What to work on: Return the lines of the entries below unchanged, from the line with "the smiling lip." up to and including the last line of the entries.

Coordinate annotation records:
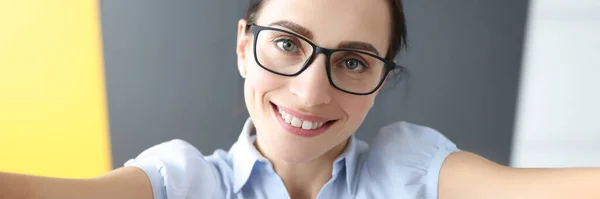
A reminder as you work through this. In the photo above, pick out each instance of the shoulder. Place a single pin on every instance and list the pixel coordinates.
(409, 157)
(177, 169)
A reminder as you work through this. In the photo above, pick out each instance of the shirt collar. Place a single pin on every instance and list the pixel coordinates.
(245, 156)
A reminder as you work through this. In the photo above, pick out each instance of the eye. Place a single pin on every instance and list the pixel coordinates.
(354, 64)
(286, 44)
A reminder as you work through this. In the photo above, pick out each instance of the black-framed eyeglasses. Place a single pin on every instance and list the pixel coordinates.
(289, 54)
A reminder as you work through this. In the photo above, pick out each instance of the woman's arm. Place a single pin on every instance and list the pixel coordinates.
(466, 175)
(123, 183)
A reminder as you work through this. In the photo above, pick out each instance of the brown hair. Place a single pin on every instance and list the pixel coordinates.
(398, 34)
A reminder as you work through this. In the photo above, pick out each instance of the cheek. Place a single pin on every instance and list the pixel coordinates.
(259, 82)
(356, 107)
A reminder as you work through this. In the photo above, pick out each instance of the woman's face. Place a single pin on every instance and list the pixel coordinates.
(309, 97)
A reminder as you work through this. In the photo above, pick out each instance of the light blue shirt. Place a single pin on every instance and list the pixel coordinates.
(403, 161)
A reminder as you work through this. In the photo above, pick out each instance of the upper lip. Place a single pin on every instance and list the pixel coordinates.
(302, 116)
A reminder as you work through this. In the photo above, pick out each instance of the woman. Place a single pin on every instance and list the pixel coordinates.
(312, 69)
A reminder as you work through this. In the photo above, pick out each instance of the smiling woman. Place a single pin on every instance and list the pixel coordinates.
(312, 70)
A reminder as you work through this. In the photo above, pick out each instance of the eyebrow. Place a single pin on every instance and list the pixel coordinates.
(301, 30)
(359, 46)
(294, 27)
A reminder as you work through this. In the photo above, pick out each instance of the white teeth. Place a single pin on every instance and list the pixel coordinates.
(307, 125)
(296, 122)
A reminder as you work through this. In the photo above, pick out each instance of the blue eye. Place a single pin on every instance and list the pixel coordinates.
(286, 45)
(354, 64)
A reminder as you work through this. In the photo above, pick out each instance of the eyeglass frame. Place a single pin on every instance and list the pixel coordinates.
(388, 64)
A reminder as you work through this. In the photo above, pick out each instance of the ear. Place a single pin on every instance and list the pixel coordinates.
(243, 41)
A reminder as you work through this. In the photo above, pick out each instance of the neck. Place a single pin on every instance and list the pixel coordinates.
(305, 180)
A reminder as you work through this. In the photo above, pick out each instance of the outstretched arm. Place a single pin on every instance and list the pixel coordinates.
(123, 183)
(466, 175)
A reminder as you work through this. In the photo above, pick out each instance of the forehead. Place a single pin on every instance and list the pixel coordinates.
(334, 21)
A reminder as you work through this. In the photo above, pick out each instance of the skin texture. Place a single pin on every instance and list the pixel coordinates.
(297, 159)
(305, 164)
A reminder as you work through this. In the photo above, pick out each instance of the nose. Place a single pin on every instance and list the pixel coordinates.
(312, 86)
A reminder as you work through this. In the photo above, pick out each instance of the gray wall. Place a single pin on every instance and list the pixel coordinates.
(171, 73)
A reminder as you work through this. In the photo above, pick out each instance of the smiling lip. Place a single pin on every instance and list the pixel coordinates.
(298, 130)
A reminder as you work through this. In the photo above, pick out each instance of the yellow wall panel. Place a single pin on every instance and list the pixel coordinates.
(53, 114)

In response:
A reminder as you work through this. In the photo above, pick out each instance of the smiling lip. Place a single pin on every instance and list the pixel coordinates.
(298, 130)
A reminder as you work through this. In the photo above, pick out each instance of the yellow wall panel. Place a single pin on every instance and list the pixel coordinates.
(53, 114)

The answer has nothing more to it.